↓
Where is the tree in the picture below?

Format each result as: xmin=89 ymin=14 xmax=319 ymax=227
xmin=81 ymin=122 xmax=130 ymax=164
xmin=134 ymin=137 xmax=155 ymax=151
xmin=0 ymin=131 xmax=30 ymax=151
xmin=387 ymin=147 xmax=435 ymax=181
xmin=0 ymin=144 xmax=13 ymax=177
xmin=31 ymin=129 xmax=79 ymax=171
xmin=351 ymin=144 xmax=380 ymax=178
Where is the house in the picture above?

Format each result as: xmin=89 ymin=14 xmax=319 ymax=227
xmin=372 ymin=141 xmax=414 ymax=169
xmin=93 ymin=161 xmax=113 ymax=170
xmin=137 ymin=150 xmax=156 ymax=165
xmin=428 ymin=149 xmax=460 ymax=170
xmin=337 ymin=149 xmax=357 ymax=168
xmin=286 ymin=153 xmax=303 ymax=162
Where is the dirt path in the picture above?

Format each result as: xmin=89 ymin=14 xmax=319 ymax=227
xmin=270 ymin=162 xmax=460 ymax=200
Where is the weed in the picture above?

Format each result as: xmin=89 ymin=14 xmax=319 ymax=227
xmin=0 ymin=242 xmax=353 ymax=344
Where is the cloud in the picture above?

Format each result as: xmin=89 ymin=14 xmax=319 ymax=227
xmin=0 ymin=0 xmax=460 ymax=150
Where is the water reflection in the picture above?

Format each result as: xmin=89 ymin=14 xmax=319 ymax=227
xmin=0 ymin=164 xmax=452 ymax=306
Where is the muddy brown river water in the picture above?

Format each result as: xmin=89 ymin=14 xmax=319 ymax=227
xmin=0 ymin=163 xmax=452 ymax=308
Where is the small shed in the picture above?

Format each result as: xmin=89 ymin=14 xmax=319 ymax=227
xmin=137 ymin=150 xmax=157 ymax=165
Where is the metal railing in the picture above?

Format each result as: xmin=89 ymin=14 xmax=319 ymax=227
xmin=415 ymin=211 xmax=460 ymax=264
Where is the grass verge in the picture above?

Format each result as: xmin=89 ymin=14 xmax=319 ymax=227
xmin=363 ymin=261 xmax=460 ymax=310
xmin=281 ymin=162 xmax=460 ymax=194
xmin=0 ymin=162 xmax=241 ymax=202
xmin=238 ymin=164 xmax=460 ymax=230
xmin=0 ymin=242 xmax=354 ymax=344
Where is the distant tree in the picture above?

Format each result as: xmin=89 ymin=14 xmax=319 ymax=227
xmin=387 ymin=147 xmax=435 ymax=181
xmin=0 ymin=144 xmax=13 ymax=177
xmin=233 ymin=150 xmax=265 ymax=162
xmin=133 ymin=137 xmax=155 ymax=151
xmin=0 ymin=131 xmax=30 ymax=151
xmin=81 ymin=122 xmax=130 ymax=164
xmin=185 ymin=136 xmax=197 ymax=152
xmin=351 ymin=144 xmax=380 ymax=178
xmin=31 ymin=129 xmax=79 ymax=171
↑
WHAT YOU WILL DO
Rewrite the records from the line with "Where is the dirt path in the picture above?" up to and including the line with "xmin=270 ymin=162 xmax=460 ymax=200", changing "dirt path" to "gravel path" and leaving everything else as it is.

OUTPUT BELOW
Where is the gravel path in the picture above?

Format each result as: xmin=89 ymin=14 xmax=319 ymax=227
xmin=270 ymin=162 xmax=460 ymax=200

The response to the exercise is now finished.